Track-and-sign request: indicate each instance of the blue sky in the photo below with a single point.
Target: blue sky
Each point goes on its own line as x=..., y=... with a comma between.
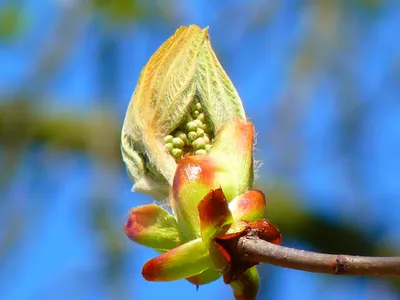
x=59, y=254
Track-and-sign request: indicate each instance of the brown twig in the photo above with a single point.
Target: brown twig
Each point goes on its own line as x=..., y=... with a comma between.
x=255, y=249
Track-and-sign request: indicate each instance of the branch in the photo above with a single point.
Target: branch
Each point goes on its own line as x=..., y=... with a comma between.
x=257, y=250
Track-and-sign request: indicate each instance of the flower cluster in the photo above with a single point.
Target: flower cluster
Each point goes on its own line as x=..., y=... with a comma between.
x=197, y=154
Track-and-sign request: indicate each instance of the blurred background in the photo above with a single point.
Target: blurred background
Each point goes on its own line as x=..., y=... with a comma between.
x=320, y=80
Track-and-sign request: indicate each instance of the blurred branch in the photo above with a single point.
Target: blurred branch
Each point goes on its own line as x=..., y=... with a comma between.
x=257, y=250
x=23, y=122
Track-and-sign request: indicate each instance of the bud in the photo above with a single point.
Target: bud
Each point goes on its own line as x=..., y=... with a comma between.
x=183, y=97
x=185, y=138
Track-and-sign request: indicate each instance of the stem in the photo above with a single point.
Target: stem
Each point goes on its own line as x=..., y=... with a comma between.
x=257, y=250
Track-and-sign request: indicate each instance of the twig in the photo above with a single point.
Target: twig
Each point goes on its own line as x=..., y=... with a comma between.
x=261, y=251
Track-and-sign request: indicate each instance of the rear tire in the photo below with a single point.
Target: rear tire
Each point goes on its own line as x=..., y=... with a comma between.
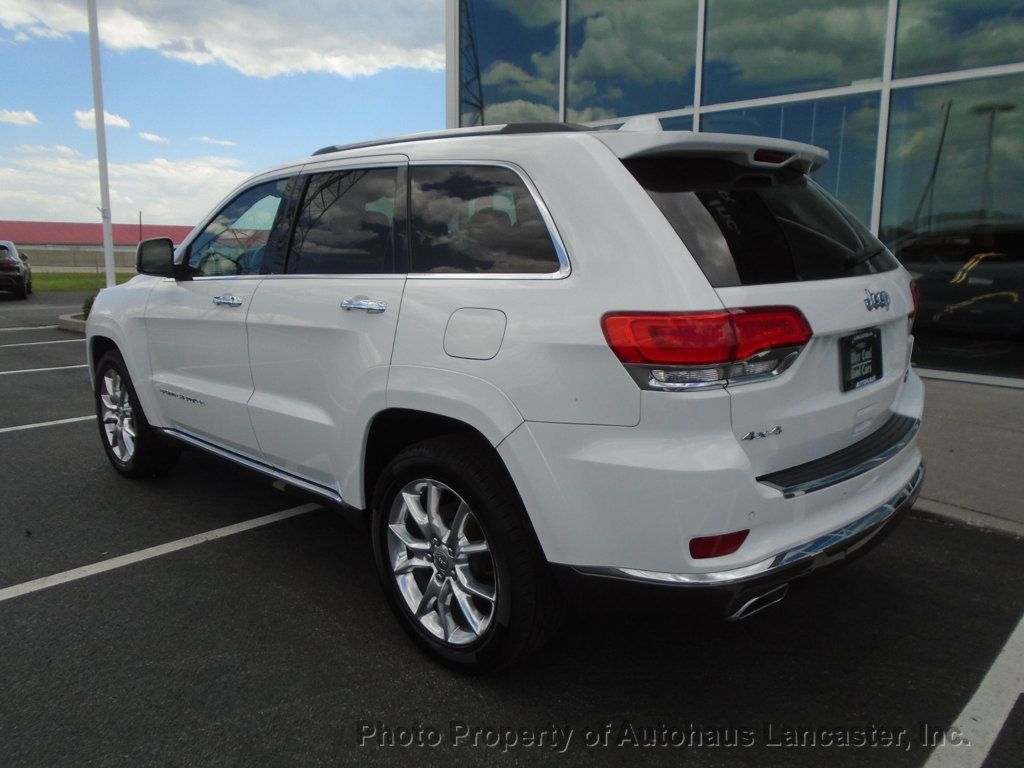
x=134, y=449
x=458, y=559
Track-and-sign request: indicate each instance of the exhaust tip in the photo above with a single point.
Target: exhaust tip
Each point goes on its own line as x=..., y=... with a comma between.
x=752, y=605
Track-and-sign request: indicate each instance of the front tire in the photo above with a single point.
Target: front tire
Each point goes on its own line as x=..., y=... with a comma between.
x=134, y=449
x=458, y=559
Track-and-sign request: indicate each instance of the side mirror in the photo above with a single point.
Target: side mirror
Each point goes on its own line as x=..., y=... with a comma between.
x=156, y=257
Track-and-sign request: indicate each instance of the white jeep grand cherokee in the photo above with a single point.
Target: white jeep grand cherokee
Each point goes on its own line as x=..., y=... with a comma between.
x=531, y=351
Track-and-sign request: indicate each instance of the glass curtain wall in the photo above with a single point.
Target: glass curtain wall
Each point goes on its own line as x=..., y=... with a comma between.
x=947, y=74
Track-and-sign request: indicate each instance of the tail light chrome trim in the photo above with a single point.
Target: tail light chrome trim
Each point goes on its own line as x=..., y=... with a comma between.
x=679, y=351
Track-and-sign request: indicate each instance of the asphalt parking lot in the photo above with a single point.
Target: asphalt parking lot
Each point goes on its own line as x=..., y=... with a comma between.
x=273, y=646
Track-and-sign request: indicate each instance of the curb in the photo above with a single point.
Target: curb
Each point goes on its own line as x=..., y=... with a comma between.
x=73, y=323
x=969, y=517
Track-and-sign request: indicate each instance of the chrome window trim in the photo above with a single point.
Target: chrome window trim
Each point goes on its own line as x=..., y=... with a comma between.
x=312, y=275
x=565, y=267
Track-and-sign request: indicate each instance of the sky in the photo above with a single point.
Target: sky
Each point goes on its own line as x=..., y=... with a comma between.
x=200, y=95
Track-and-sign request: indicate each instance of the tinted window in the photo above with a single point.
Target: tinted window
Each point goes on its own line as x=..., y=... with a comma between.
x=629, y=58
x=345, y=224
x=236, y=241
x=750, y=226
x=953, y=213
x=477, y=219
x=509, y=60
x=757, y=48
x=847, y=127
x=943, y=35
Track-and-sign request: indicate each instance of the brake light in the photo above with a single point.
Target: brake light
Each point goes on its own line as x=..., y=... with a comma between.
x=771, y=156
x=716, y=546
x=706, y=348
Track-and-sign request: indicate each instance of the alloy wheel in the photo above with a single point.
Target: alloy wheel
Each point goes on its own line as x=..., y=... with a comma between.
x=118, y=418
x=441, y=562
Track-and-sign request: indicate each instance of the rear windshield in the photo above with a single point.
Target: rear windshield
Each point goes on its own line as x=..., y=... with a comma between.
x=749, y=226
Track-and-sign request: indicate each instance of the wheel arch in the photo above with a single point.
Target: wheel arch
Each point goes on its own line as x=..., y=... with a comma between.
x=394, y=429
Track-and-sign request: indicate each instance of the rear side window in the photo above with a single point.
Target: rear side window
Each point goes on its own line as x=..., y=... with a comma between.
x=751, y=226
x=477, y=219
x=345, y=224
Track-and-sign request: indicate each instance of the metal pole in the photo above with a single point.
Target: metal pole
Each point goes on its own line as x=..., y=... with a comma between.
x=97, y=104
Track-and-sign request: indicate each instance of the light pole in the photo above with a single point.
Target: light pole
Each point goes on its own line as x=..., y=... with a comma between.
x=989, y=109
x=97, y=107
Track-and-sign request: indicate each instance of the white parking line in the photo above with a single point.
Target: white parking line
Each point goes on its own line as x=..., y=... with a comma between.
x=146, y=554
x=19, y=427
x=37, y=343
x=41, y=370
x=986, y=713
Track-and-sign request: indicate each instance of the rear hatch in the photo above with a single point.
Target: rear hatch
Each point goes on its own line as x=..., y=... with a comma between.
x=765, y=235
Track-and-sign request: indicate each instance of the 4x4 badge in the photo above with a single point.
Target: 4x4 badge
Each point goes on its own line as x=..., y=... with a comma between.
x=877, y=300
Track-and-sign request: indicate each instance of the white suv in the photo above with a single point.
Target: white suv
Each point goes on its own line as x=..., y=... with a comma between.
x=536, y=351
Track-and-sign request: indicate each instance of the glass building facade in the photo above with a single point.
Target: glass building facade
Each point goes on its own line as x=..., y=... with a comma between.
x=920, y=103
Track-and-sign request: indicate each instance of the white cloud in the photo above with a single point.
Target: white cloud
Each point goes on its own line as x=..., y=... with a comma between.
x=259, y=38
x=59, y=150
x=218, y=141
x=58, y=186
x=86, y=119
x=17, y=117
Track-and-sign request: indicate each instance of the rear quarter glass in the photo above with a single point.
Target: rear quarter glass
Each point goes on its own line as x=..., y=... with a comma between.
x=749, y=226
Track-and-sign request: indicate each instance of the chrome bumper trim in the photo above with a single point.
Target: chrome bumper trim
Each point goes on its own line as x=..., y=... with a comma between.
x=791, y=492
x=864, y=527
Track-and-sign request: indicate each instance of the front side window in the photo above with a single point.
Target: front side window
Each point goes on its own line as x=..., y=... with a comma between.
x=345, y=224
x=477, y=219
x=236, y=241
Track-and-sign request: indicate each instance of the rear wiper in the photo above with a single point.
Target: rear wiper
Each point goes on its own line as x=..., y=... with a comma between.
x=865, y=254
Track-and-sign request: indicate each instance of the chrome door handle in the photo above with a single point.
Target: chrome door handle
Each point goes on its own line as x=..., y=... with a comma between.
x=370, y=305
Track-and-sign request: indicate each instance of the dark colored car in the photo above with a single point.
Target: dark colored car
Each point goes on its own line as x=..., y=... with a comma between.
x=971, y=279
x=15, y=274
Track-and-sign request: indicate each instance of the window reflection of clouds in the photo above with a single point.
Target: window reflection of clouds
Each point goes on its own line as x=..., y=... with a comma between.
x=517, y=45
x=931, y=178
x=953, y=214
x=846, y=126
x=477, y=219
x=629, y=58
x=757, y=48
x=943, y=35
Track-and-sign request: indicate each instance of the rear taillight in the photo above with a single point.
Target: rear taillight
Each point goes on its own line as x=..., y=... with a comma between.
x=716, y=546
x=683, y=350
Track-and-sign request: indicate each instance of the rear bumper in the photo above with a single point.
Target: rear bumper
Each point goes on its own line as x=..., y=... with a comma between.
x=854, y=538
x=11, y=280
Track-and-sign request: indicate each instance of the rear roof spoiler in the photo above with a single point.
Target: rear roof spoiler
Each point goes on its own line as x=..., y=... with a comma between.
x=751, y=151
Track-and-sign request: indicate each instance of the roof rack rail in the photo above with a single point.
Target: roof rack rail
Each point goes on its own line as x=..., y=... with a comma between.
x=460, y=132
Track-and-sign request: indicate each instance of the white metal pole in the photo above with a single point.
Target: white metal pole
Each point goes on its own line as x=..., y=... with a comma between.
x=97, y=103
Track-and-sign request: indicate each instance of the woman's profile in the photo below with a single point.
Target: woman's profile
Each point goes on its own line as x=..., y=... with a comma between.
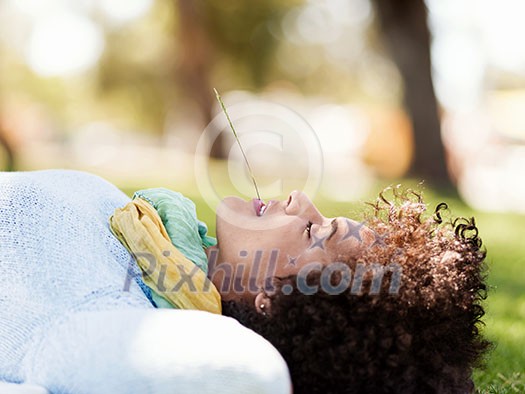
x=388, y=303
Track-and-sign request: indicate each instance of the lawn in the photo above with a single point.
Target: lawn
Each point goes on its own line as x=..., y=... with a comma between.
x=505, y=319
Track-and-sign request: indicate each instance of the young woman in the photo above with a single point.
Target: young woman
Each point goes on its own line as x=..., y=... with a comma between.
x=391, y=304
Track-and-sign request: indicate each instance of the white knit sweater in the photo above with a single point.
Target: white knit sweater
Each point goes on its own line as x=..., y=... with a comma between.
x=75, y=316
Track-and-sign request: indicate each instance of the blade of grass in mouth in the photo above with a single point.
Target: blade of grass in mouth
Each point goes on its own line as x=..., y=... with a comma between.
x=219, y=99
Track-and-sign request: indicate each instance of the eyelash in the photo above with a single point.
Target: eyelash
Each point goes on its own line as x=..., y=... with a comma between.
x=308, y=228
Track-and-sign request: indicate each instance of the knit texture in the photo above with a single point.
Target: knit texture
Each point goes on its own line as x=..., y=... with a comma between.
x=58, y=255
x=75, y=316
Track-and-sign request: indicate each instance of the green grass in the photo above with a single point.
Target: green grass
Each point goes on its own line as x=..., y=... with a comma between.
x=502, y=236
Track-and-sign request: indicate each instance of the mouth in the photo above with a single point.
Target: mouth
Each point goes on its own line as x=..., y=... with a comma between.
x=259, y=206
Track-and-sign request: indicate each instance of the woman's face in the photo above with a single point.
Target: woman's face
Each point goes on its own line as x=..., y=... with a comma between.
x=281, y=241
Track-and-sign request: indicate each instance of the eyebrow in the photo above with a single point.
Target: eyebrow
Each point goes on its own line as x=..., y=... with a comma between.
x=334, y=229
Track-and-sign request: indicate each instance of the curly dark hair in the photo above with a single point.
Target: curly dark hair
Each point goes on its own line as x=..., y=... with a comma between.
x=422, y=337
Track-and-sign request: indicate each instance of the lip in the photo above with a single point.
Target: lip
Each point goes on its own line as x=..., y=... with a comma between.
x=259, y=206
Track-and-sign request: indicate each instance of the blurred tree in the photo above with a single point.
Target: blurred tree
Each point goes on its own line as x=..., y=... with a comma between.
x=234, y=32
x=195, y=53
x=5, y=146
x=404, y=28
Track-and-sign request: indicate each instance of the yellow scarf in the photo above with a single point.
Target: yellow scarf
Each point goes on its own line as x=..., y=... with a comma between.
x=165, y=269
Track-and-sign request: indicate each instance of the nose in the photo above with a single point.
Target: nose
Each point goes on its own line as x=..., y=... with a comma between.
x=299, y=204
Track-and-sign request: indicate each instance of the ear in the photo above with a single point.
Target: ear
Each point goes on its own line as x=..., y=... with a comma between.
x=263, y=303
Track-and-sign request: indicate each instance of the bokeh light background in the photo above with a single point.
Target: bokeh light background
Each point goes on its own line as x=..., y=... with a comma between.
x=123, y=89
x=92, y=84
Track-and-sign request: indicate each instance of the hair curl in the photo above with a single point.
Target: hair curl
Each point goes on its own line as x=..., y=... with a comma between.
x=424, y=338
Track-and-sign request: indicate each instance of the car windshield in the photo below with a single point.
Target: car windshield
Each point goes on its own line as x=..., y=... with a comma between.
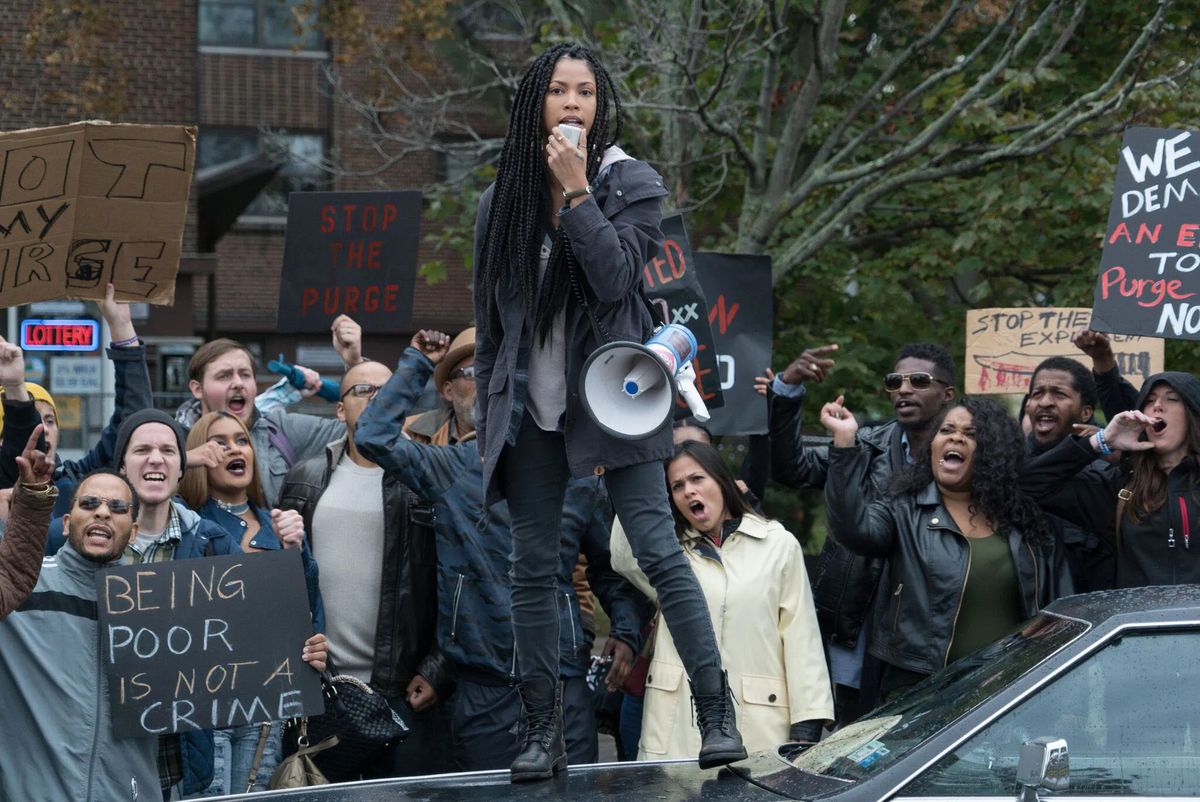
x=868, y=746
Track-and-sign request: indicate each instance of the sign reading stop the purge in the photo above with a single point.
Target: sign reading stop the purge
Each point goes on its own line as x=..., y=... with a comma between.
x=349, y=253
x=203, y=644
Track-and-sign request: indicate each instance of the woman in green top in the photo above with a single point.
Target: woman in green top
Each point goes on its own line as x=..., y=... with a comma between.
x=970, y=555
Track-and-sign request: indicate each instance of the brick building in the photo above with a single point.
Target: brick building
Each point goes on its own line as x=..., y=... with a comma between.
x=240, y=71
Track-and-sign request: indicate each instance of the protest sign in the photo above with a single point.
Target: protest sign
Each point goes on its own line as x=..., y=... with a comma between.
x=202, y=644
x=90, y=203
x=1149, y=281
x=741, y=315
x=349, y=253
x=673, y=286
x=1005, y=346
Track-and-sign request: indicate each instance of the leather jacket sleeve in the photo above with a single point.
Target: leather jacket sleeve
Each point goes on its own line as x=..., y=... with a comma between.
x=437, y=672
x=865, y=528
x=427, y=470
x=21, y=551
x=791, y=464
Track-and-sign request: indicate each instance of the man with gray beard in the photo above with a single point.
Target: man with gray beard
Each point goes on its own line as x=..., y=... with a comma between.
x=455, y=381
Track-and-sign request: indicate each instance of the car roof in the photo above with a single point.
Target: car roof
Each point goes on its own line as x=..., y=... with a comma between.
x=1153, y=604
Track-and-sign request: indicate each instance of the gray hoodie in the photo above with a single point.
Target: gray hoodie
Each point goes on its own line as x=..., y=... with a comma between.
x=55, y=719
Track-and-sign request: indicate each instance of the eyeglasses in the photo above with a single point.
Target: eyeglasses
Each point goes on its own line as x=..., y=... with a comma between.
x=115, y=506
x=918, y=381
x=363, y=390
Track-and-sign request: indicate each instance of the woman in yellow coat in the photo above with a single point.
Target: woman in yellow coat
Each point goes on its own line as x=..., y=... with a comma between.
x=753, y=574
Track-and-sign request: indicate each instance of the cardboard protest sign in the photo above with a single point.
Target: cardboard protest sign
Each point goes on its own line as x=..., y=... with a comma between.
x=90, y=203
x=672, y=283
x=349, y=253
x=1149, y=281
x=1005, y=346
x=741, y=313
x=202, y=644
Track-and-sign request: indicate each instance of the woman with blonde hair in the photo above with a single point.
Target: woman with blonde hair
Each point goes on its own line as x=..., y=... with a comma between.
x=227, y=491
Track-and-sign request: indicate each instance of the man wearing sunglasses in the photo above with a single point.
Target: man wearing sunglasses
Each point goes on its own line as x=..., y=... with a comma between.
x=375, y=543
x=51, y=668
x=921, y=384
x=455, y=379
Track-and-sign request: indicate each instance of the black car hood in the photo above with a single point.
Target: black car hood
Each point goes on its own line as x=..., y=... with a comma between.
x=762, y=778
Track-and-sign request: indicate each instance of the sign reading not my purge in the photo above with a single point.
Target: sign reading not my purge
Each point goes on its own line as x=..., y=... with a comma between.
x=203, y=644
x=1149, y=279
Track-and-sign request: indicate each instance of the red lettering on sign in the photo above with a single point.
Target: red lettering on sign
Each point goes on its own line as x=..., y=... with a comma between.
x=723, y=315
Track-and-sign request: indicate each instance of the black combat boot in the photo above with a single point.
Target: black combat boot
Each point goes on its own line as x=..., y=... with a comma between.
x=544, y=750
x=720, y=741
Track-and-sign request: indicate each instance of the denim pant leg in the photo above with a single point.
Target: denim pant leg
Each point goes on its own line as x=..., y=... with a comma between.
x=639, y=495
x=534, y=479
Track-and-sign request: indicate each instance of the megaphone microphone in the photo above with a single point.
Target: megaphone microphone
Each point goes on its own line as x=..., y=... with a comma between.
x=629, y=388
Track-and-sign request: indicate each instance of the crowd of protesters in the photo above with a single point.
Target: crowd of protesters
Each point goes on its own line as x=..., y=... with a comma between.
════
To do: Copy out the rows verbatim, beginning at the line that has "Track-and-sign request: indicate each instance of the lawn" and ending with the line that has "x=391, y=304".

Expected output:
Track-and-sign request: indicate each instance of the lawn in the photo above with a single point.
Target: lawn
Each point goes on its own line as x=..., y=... with a comma between.
x=505, y=319
Track-and-sign request: indicate each instance of the young woman in the photo above with a single point.
Target: young woman
Each point goes on its own line as x=..., y=... with a comma between.
x=391, y=304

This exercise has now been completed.